__SOURCE EXTRACT__
Sept 21 (Reuters) - Asia’s energy-hungry nations may be finally making headway in their push to scrap oil-linked natural gas prices as the high cost of the fuel threatens economic growth, especially in Japan, the world’s top importer of liquefied natural gas.
Removing the link between gas prices and oil and moving to the so-called hub pricing would drastically cut the cost of importing natural gas, but producer countries like Qatar have long opposed such moves. For a related story:
Following is a selection of comments from participants at LNG Producer-Consumer Conference held in Tokyo on Wednesday. Comments came from speeches or abstracts of speeches compiled by the Japanese government.
”With the paradigm shift due to full-fledged production of shale gas, oil-linked indexing is starting to be less reasonable. If new suppliers from North America, Russia and Africa enter Asian markets in a few years, it will no longer be reasonable.
“At current price levels, the use of coal and nuclear power has to rise, which would hurt LNG demand for a long time. To come up with a new method to replace oil-linked indexing is an agenda that both producers and consumers have to tackle to stabilise global LNG demand/supply.”
The minister predicted that North American shale gas is unlikely to alter the current divide between the three main regional LNG markets and does not see global producers embracing future long-term supply contracts pricing delinked with oil.
“The success of the long-term LNG trade model is based on the balance between sellers and buyers with a paramount emphasis on reliability and performance. Securing future energy needs is dependent on the investments we make today. Making available future resources requires a stable investment environment. Uncertainty and volatility could, however, discourage long-term investment.”
MARTIN FERGUSON, AUSTRALIAN MINISTER FOR RESOURCES AND ENERGY
”(Australia) welcomes the increasing trend for LNG buyers to take equity stakes in projects as the best means of achieving long-term alignment throughout the supply chain.
“Greater cooperation in the Asia-Pacific market will be particularly important in managing the global gas price differential that is currently being driven by development of unconventional supplies for the U.S. domestic market.”
JOE OLIVER, CANADA‘S MINISTER OF NATURAL RESOURCES
”A key strategic objective for Canada is to diversify its energy markets, particularly to the Asia-Pacific region, where demand is increasing.
“Based on projects proposed, Canada could export the equivalent of 9 billion cubic feet per day of natural gas as LNG, or 66 million tonnes of LNG annually.”

__Point annotation dataset rows__
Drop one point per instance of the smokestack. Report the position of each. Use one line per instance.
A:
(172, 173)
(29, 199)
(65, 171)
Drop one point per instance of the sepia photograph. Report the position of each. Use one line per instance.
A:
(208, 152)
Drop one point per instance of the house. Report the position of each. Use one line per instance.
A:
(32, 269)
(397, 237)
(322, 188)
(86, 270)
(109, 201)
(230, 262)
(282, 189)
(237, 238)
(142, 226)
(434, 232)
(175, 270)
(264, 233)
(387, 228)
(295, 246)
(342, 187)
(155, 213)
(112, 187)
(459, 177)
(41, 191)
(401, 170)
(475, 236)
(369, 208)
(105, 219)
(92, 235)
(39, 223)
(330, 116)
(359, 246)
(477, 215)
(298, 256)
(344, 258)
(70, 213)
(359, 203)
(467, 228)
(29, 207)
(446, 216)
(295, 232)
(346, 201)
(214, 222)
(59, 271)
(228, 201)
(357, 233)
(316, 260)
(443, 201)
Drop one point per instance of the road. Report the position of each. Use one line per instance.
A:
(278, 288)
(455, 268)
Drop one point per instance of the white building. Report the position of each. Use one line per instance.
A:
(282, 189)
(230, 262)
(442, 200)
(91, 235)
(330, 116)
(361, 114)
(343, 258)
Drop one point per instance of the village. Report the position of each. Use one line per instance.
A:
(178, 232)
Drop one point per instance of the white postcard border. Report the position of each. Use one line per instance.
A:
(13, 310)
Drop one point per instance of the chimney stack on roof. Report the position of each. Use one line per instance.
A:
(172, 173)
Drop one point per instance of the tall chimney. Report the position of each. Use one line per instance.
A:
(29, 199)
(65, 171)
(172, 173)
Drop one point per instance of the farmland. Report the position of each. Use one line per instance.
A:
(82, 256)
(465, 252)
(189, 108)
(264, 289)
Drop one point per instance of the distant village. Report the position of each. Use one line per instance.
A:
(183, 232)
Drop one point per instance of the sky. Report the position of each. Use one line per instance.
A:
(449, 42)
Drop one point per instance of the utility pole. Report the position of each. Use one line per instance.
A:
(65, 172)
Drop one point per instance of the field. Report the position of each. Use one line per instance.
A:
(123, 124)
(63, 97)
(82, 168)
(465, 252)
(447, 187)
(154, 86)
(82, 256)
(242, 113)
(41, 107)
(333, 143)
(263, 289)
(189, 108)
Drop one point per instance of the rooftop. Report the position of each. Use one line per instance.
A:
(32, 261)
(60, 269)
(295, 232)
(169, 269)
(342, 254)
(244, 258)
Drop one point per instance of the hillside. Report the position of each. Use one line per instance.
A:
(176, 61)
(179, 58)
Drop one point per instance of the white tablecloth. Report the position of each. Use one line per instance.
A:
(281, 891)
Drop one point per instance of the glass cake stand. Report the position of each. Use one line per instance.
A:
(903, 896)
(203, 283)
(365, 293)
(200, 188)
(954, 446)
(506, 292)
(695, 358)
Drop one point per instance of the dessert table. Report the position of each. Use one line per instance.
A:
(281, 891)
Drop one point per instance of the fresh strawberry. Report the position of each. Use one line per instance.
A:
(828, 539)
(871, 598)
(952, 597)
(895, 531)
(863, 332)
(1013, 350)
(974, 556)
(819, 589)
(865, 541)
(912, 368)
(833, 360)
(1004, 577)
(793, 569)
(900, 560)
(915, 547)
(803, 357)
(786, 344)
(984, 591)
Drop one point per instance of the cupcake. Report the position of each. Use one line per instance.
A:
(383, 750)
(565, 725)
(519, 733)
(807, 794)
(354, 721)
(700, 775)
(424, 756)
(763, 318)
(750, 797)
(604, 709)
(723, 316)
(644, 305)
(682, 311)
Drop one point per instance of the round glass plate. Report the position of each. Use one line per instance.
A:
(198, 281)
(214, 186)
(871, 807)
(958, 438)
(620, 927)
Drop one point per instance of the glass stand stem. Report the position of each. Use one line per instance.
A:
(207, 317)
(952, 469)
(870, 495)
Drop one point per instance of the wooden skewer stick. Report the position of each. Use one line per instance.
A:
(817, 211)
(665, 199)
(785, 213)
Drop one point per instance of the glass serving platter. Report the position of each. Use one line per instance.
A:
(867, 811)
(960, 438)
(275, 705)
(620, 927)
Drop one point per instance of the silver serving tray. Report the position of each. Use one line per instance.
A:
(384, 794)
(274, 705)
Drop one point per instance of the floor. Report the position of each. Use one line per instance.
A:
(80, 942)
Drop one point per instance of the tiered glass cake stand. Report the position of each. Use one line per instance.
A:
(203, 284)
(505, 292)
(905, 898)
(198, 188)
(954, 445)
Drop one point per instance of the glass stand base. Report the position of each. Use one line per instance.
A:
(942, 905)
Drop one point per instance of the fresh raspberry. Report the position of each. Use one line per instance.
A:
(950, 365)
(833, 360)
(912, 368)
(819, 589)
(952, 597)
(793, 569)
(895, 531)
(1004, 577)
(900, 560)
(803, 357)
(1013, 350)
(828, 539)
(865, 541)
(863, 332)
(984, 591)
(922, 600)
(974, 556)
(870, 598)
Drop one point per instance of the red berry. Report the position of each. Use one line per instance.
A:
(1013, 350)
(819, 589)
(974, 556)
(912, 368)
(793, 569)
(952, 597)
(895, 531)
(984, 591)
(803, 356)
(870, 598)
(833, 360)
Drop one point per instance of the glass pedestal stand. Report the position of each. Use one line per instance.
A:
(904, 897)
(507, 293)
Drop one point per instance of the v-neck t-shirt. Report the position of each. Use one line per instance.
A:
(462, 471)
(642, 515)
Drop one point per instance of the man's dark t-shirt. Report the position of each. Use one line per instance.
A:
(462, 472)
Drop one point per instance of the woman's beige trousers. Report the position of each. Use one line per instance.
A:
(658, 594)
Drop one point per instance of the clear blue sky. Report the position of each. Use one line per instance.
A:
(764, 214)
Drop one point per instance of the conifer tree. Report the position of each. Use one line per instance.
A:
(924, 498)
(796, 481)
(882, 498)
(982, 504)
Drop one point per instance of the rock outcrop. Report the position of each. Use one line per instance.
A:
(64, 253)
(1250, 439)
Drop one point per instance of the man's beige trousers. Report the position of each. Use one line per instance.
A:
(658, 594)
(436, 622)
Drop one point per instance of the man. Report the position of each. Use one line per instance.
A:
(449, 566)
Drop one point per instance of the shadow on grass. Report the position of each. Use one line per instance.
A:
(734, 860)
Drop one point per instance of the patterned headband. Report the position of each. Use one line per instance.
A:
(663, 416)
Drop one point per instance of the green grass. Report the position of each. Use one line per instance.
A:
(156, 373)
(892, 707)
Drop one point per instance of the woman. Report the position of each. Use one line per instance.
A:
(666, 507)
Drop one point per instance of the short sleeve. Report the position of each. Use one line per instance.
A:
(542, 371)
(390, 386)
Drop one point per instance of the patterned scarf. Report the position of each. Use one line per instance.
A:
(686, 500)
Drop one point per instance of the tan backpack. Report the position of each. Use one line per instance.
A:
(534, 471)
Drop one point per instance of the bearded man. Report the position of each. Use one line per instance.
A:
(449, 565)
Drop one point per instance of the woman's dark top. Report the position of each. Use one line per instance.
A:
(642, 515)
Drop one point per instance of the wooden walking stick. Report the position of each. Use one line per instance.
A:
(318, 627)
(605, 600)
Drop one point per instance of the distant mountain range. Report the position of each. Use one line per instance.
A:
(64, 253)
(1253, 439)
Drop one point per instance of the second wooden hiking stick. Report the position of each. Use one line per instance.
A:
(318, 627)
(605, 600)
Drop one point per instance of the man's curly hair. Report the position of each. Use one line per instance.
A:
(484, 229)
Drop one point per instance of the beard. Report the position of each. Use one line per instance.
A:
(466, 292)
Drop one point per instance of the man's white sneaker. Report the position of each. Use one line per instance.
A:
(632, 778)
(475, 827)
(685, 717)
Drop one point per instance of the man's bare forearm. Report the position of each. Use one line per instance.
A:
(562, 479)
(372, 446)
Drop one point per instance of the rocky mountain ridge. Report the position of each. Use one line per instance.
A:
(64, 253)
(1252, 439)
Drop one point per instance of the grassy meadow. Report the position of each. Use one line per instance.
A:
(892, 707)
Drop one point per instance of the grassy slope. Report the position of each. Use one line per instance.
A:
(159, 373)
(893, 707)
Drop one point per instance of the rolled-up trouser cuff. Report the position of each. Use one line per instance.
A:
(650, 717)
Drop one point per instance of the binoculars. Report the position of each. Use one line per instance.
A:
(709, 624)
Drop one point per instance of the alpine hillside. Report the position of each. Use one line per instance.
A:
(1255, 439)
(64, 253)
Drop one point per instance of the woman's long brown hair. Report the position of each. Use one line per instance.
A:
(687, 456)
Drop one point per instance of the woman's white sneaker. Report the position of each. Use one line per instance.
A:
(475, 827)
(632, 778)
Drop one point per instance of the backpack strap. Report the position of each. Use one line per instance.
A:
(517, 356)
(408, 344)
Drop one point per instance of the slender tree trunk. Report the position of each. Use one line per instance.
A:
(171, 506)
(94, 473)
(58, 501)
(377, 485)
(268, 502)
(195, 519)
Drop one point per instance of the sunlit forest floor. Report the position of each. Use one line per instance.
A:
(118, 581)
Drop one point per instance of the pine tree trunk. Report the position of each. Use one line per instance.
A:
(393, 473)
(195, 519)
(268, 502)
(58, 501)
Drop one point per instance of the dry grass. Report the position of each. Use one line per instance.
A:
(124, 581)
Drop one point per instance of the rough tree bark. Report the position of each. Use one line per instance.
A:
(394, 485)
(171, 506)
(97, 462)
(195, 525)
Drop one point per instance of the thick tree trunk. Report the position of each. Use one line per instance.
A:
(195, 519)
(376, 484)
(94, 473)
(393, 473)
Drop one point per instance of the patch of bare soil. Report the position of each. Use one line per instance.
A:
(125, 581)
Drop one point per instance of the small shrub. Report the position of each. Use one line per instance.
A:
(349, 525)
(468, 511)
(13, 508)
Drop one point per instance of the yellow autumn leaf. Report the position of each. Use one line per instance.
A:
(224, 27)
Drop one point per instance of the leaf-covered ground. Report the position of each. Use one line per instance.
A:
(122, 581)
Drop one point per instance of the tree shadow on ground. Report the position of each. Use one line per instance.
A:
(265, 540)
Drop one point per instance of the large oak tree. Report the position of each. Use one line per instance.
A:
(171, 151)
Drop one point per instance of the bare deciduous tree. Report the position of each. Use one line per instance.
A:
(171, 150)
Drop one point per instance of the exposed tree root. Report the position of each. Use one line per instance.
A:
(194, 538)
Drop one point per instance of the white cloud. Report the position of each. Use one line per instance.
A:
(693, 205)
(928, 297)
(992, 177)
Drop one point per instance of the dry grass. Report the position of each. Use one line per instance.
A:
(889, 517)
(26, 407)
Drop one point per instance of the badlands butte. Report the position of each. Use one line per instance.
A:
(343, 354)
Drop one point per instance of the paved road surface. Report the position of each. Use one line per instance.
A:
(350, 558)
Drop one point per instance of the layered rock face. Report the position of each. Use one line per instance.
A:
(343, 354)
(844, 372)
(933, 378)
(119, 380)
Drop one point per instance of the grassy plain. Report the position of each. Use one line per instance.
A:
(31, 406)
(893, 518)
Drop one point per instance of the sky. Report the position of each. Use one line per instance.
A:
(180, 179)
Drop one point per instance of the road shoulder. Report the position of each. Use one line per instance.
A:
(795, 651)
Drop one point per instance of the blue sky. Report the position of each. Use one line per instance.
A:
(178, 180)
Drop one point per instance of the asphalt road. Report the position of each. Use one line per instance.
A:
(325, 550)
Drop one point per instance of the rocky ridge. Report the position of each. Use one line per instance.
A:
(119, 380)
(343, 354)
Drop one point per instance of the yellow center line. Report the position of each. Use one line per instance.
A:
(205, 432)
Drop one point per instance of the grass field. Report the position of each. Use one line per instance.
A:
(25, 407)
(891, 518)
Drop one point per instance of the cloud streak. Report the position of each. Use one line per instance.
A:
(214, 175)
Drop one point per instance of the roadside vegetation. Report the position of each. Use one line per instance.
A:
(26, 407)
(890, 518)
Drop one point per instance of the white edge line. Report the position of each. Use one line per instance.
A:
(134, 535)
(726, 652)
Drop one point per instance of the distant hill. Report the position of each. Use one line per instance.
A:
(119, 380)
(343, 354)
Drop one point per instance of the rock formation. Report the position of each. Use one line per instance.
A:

__WHAT TO WORK ON__
#1 Which countries are named in the LNG pricing article? List every one.
#2 Write out the passage of the LNG pricing article that begins at the words "MARTIN FERGUSON, AUSTRALIAN" and stops after "the supply chain.".
Work only from the LNG pricing article.

__EXPECTED RESPONSES__
#1 Japan, Qatar, Russia, Australia, the U.S., Canada

#2
MARTIN FERGUSON, AUSTRALIAN MINISTER FOR RESOURCES AND ENERGY
”(Australia) welcomes the increasing trend for LNG buyers to take equity stakes in projects as the best means of achieving long-term alignment throughout the supply chain.